#### GIVEN PROBLEM
Write out the lines from the very first one through the one containing "M 522 218 L 521 199 L 514 200 L 514 218 Z", inclusive, as a numbered list with any blank lines omitted.

#### RAW DATA
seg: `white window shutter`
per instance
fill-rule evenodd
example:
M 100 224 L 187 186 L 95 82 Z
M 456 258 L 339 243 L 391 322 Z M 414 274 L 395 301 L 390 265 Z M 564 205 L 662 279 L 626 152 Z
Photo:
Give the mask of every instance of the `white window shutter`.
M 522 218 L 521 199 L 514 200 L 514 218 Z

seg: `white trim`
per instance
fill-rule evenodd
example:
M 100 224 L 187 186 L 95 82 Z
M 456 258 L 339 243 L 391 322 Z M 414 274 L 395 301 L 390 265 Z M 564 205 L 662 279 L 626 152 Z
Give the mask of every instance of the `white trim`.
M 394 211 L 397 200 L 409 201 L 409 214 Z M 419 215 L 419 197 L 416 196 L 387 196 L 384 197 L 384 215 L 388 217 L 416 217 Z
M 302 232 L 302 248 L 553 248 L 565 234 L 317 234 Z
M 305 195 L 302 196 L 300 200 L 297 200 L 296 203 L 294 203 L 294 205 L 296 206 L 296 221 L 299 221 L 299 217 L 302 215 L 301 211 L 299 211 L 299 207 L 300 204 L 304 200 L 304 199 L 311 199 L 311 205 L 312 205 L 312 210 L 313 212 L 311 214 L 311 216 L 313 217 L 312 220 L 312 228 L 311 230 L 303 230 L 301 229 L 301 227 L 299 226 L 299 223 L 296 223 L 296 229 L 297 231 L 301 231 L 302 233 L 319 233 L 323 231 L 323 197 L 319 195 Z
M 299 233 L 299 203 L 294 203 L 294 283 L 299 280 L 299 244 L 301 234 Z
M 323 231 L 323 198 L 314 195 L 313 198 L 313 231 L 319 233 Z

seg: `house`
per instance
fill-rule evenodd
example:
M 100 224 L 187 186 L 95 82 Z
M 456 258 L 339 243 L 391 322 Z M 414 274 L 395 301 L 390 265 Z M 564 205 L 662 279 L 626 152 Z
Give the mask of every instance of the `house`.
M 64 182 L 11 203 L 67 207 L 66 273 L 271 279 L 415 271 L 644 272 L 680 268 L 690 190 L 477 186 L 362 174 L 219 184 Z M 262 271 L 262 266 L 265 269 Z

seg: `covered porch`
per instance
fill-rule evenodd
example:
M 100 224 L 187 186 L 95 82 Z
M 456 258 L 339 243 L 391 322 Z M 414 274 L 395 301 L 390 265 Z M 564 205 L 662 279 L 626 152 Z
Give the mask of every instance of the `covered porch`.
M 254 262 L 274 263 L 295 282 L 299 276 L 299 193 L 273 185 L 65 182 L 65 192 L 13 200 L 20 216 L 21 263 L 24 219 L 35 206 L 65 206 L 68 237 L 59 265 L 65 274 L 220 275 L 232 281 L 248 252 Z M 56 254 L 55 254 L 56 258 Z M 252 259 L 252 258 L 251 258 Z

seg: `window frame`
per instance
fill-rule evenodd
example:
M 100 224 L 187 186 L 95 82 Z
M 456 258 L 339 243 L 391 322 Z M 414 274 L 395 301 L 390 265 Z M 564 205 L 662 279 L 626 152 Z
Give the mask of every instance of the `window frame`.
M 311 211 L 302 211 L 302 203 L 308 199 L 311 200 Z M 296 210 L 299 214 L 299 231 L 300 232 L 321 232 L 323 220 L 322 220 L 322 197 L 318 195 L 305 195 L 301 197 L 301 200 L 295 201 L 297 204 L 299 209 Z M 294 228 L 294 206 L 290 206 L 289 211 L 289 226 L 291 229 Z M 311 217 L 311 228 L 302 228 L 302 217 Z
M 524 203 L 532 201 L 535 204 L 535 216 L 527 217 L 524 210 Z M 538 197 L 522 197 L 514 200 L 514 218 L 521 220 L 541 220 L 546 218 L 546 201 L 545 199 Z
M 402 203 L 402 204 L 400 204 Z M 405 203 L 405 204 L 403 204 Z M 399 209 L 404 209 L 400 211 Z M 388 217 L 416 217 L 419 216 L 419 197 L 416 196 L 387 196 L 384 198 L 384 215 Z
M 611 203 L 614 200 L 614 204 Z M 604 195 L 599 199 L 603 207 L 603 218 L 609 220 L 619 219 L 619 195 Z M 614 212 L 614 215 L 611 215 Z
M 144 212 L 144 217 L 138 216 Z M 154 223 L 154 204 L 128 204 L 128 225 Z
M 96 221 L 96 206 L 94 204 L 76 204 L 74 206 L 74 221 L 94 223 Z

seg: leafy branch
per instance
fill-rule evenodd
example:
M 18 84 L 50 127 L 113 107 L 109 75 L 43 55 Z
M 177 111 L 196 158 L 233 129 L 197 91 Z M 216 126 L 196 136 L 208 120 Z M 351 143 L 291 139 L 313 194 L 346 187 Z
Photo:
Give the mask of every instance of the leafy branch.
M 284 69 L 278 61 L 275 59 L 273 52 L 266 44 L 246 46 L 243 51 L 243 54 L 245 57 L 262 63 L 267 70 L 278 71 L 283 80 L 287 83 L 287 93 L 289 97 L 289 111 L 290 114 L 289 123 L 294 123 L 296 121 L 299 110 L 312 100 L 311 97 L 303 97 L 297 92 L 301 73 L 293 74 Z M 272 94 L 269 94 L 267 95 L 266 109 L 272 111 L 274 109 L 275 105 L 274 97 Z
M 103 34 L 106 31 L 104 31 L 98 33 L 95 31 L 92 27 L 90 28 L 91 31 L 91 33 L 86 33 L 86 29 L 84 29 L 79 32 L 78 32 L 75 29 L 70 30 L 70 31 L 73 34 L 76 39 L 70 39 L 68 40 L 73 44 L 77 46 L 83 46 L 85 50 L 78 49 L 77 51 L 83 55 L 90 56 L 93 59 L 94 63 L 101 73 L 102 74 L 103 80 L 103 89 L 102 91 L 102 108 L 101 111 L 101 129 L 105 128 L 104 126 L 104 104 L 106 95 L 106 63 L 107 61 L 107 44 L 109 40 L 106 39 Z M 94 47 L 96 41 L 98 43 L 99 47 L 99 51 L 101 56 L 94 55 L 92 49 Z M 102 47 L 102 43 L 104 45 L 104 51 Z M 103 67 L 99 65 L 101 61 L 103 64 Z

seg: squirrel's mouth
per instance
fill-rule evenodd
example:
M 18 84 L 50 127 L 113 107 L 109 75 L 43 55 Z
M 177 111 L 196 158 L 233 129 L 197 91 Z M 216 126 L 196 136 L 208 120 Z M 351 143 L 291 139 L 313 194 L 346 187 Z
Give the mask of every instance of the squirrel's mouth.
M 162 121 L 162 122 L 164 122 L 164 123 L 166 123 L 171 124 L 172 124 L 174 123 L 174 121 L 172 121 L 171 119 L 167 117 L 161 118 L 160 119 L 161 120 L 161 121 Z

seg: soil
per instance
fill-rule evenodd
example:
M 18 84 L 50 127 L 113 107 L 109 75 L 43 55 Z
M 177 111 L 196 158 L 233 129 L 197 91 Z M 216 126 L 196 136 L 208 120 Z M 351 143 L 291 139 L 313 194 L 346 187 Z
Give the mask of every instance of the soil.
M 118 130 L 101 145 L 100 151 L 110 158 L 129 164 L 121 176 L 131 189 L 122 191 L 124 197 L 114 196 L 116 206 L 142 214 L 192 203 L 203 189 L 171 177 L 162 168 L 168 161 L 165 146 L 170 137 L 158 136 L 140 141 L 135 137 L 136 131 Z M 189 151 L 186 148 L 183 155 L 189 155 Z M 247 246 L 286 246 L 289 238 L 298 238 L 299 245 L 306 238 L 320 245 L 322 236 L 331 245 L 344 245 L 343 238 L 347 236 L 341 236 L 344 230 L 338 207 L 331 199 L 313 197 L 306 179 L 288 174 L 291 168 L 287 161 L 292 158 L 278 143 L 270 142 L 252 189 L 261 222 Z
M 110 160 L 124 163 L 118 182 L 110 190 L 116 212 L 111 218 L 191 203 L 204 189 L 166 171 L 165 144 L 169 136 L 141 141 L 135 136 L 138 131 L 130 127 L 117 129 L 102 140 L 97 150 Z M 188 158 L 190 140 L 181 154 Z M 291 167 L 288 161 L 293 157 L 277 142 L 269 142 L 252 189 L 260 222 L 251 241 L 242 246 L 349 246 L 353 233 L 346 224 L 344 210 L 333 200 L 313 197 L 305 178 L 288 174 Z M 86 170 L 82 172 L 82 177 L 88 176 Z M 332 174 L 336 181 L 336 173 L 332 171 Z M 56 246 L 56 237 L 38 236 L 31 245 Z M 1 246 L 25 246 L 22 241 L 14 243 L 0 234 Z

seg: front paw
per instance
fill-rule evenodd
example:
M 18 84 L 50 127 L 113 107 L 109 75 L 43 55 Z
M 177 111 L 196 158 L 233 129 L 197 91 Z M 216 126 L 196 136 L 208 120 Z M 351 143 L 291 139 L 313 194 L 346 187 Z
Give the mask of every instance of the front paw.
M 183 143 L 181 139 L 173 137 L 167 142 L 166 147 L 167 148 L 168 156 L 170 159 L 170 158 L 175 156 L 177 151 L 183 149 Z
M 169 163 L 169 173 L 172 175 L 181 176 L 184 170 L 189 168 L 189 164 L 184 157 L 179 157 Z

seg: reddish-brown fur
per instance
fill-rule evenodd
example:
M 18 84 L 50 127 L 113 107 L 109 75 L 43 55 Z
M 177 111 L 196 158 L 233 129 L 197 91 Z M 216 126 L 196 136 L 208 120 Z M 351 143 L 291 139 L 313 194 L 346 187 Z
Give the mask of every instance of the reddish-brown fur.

#### WRITTEN ANSWER
1. seg: `white window shutter`
2. per instance
3. fill-rule evenodd
4. example:
5. M 100 224 L 187 186 L 95 82 Z
6. M 456 258 L 339 243 L 391 322 Z M 414 274 L 395 301 L 390 265 Z M 564 205 L 662 279 L 626 152 Z
7. Photo:
8. Give the mask of every instance of the `white window shutter`.
9. M 522 218 L 521 199 L 514 200 L 514 218 Z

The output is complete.